--- What is expected ---
Locate all lines in the data below that hold "fork" and show them.

• • • •

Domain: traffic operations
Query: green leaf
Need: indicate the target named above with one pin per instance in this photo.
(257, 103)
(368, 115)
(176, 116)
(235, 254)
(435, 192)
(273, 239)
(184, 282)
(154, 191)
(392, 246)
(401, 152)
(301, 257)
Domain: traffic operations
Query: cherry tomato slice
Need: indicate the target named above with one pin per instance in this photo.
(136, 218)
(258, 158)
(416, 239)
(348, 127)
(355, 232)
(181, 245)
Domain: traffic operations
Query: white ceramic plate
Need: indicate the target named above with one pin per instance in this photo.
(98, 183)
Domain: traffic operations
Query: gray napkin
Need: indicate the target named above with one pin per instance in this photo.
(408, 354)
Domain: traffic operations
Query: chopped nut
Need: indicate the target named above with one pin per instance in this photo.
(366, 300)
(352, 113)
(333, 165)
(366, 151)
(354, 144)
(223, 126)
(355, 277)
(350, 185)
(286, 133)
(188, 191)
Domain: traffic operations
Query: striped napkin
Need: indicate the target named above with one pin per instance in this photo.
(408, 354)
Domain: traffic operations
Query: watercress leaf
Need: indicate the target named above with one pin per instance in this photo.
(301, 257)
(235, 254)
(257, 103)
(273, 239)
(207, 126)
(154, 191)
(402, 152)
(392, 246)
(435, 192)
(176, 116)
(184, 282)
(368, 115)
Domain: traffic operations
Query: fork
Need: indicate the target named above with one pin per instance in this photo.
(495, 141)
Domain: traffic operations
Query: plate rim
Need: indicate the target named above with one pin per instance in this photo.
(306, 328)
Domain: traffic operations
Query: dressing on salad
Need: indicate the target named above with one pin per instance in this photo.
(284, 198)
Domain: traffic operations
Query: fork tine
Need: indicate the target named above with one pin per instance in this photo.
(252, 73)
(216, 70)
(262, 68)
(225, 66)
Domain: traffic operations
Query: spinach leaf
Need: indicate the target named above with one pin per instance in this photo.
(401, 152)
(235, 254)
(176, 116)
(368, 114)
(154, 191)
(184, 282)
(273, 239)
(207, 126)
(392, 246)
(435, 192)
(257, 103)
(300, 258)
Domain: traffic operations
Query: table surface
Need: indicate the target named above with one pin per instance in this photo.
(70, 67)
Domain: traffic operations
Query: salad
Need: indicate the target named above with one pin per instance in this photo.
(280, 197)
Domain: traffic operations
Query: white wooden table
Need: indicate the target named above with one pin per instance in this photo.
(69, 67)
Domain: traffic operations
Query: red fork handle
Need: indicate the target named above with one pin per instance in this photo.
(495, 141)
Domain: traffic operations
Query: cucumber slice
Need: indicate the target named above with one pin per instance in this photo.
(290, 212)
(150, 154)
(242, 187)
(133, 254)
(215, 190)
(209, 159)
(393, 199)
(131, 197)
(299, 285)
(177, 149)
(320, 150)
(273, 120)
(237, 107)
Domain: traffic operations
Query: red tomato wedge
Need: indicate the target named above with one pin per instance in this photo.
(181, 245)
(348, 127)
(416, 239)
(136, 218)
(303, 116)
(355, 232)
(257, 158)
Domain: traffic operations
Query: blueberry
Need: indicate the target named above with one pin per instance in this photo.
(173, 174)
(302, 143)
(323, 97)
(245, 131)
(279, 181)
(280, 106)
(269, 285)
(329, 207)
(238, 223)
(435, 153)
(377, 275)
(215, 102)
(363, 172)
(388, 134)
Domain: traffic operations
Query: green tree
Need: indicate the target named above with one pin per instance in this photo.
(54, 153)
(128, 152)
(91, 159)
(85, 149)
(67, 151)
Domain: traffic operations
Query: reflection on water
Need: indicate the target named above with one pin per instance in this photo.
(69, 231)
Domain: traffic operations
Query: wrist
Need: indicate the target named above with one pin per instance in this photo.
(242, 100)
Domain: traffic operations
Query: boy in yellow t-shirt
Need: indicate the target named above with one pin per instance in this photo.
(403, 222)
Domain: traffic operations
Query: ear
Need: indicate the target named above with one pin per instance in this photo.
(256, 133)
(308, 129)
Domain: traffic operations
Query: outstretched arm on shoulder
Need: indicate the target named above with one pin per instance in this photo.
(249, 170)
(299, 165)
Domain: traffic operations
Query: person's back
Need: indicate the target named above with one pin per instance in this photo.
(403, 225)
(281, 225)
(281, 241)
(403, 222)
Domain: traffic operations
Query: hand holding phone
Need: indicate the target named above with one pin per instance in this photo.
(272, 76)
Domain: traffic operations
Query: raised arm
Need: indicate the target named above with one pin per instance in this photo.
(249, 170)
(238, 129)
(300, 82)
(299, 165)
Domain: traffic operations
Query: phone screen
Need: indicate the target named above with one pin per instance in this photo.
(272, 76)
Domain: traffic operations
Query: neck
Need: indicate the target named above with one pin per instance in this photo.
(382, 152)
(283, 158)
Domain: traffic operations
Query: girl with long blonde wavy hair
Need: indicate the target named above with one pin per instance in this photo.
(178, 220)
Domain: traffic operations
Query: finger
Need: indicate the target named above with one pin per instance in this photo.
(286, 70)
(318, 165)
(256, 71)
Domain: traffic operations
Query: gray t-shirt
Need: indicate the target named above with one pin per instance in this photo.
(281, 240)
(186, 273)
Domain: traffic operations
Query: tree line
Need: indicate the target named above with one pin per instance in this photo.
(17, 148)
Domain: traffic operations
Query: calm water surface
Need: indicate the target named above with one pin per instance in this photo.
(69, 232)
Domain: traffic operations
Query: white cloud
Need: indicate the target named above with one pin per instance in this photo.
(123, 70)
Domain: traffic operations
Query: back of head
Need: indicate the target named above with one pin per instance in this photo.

• • • •

--- Task output ---
Query: fork
Query: fork tine
Query: red fork handle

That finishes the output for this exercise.